But rather than tally up female and male beneficiaries of female patronage (a tricky, perhaps impossible statistical exercise), I prefer here to shift the focus back to the patron herself. We might profitably view a woman patron's decision to support one group of musicians and not another—for example, men but not, or rarely, women—as a response, in part, to the pressures—external and internal—working upon her. It has often been noted that women wishing to be taken seriously in the world of men were, and to a considerable extent still are, encouraged to measure and advertise their own worth, their "seriousness," by their unlikeness to other women and their lack of involvement with women's culture and women's issues.[87] In the case of the arts patron, this must have entailed many compromises, many choices about which battles to fight at any one time. And we should be care-
ful not to read back, anachronistically, certain late-twentieth-century definitions of political sisterhood into earlier and very different eras.[88] (Conflicts and contradictions on matters of this sort abound in the studies included in this book; see, especially, the closing pages of Chapter 9.)
A second psychodynamic may be discerned in this rejection of women performers and composers: some patrons may have wanted to be the sole woman in a knot of men. Certain particularly intimate forms of patronage—such as Alma Wertheim's involvement with the composers of the Aaron Copland circle (see frontispiece), or Isabella Stewart Gardner's befriending of various good-looking young male authors, pianists (George Proctor), and art students (see fig. 6)—bear a striking resemblance to an incomplete nuclear family, the mother figure dispensing kindnesses to several surrogate sons. Maria Dehon's complex relationship to both Leopold Stokowski and Olga Samaroff is suggested in Vignette F. Indeed, certain biographers suggest, not unreasonably, that one or another male beneficiary of female patronage participated in a real or sublimated May-December romance with his patron.[89] But, however one chooses to read the bond between female patron and male artist(s), it is perhaps not surprising that she may often have felt that any attempt to bring one or more other women into such a system would threaten her own uniqueness and authority.
****************
## EXERCISE REQUIREMENTS:
Please name the pianist the passage on women patrons lists among the young men Isabella Stewart Gardner befriended.

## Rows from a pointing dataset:
****************
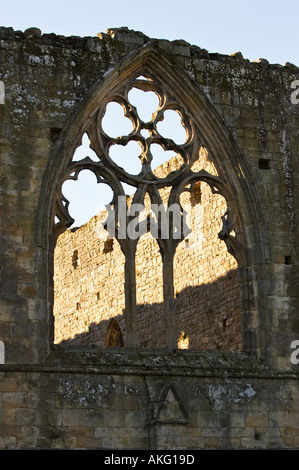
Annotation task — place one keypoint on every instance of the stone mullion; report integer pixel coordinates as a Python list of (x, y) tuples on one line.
[(168, 294), (130, 299)]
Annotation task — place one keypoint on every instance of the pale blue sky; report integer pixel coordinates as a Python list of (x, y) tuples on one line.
[(259, 29)]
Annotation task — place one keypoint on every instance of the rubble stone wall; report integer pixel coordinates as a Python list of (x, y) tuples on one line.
[(142, 398)]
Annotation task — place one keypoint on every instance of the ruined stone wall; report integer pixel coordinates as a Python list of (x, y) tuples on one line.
[(89, 281), (116, 398)]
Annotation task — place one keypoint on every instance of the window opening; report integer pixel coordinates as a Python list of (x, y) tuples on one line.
[(141, 161)]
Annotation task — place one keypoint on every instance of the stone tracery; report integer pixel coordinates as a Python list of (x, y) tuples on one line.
[(147, 183)]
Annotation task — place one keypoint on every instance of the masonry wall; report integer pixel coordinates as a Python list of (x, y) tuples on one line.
[(52, 397), (89, 281)]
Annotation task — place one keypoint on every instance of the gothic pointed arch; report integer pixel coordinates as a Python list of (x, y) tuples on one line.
[(151, 69)]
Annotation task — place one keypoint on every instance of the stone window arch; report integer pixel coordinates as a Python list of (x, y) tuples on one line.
[(151, 70)]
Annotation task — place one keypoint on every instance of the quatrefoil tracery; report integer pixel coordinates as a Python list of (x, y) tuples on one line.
[(137, 134), (109, 172)]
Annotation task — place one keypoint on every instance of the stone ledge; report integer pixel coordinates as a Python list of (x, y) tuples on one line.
[(153, 362)]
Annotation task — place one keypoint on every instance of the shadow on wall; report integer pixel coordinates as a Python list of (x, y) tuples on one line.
[(207, 317)]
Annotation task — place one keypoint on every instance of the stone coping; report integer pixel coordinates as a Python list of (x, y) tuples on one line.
[(130, 361)]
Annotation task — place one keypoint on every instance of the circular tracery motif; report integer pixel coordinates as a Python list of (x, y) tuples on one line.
[(147, 133)]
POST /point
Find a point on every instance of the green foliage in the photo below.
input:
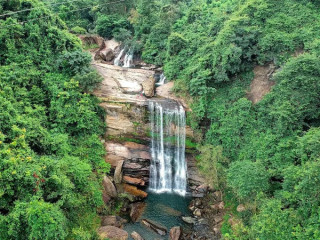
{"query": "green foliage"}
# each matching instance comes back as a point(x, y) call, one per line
point(247, 179)
point(51, 155)
point(110, 25)
point(78, 30)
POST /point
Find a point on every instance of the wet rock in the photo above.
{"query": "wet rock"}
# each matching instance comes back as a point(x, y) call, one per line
point(115, 221)
point(198, 202)
point(137, 210)
point(134, 191)
point(189, 220)
point(112, 233)
point(218, 219)
point(156, 227)
point(175, 233)
point(241, 208)
point(118, 172)
point(169, 210)
point(109, 187)
point(149, 86)
point(197, 212)
point(136, 236)
point(133, 181)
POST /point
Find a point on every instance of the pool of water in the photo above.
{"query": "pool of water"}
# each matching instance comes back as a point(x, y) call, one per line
point(165, 209)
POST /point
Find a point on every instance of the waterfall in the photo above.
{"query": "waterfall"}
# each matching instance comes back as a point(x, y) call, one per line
point(168, 170)
point(128, 59)
point(118, 58)
point(162, 79)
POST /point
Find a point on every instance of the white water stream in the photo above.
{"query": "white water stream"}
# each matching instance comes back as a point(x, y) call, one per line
point(168, 170)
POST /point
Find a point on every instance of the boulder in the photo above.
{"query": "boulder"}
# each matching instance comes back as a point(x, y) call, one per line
point(197, 212)
point(109, 187)
point(241, 208)
point(112, 233)
point(175, 233)
point(136, 236)
point(118, 172)
point(133, 181)
point(156, 227)
point(149, 86)
point(134, 191)
point(189, 220)
point(137, 210)
point(115, 221)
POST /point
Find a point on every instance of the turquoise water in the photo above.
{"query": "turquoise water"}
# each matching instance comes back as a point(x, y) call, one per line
point(164, 208)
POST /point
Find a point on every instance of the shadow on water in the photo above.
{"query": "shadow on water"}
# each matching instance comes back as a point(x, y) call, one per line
point(165, 209)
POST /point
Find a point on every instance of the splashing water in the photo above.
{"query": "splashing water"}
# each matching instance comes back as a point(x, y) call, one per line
point(168, 170)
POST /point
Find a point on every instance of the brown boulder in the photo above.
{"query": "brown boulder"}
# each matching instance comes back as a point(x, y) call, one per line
point(136, 236)
point(115, 221)
point(175, 233)
point(137, 210)
point(134, 181)
point(118, 172)
point(134, 191)
point(112, 233)
point(149, 87)
point(109, 187)
point(156, 227)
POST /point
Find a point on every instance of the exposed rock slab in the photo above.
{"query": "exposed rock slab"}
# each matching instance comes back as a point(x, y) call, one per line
point(137, 210)
point(136, 236)
point(175, 233)
point(115, 221)
point(156, 227)
point(261, 83)
point(112, 233)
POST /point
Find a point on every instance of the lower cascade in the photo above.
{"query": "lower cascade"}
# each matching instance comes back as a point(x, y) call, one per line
point(168, 170)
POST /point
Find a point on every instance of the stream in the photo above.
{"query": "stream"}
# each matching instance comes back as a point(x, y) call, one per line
point(165, 209)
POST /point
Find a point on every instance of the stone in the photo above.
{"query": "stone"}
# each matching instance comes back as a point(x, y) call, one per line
point(217, 195)
point(218, 219)
point(198, 202)
point(175, 233)
point(149, 86)
point(156, 227)
point(112, 233)
point(197, 212)
point(136, 236)
point(118, 172)
point(241, 208)
point(221, 205)
point(133, 181)
point(137, 210)
point(134, 191)
point(115, 221)
point(109, 187)
point(189, 220)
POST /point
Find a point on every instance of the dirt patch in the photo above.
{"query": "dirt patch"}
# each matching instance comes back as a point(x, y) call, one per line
point(261, 83)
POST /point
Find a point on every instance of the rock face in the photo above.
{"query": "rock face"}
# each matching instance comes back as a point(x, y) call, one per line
point(109, 187)
point(137, 210)
point(149, 86)
point(136, 161)
point(115, 221)
point(112, 233)
point(136, 236)
point(175, 233)
point(156, 227)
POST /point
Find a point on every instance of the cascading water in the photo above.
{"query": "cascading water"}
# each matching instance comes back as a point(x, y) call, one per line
point(118, 58)
point(168, 170)
point(162, 79)
point(128, 59)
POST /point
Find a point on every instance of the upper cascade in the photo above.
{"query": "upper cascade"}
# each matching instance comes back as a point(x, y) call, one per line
point(168, 171)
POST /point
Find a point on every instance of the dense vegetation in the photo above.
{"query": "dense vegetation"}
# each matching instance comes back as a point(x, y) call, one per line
point(51, 157)
point(265, 155)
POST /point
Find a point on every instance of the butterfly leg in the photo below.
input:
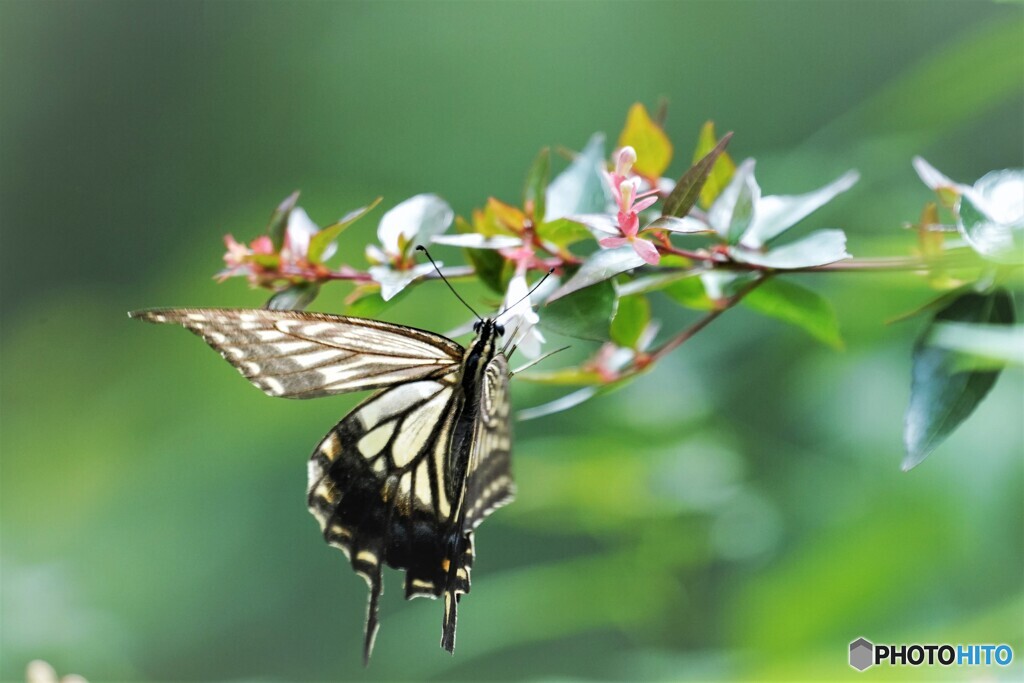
****************
## EXERCISE ANSWER:
George Proctor